DIRECTIONS FOR THIS TASK: Rewrite the data below from the line with "Mark one point on each instance of the blonde" up to and including the line with "(542, 1096)", changing "pink" to "white" and keeping everything else the same.
::: DATA TO PROCESS :::
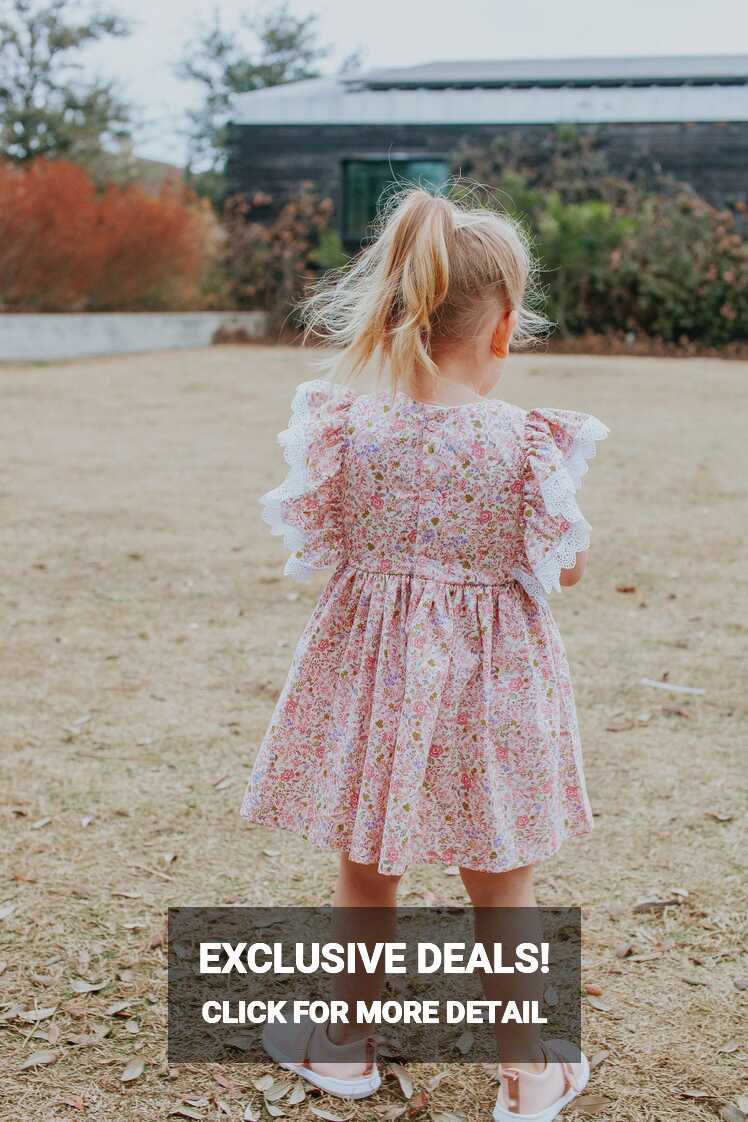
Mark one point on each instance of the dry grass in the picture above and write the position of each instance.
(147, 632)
:::
::: DATA TO PROCESS :::
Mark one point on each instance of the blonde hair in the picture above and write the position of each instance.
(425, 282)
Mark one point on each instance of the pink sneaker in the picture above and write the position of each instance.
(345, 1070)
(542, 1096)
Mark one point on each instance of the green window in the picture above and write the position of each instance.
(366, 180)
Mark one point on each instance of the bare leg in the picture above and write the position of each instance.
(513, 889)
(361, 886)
:::
COMPLETE OUTPUT:
Mark one point on each instance of the blonde hair in the picture above and write the position of each instance.
(425, 282)
Mark one point on each instance of the white sneaker in the picture above and write the position of each instance.
(345, 1070)
(542, 1096)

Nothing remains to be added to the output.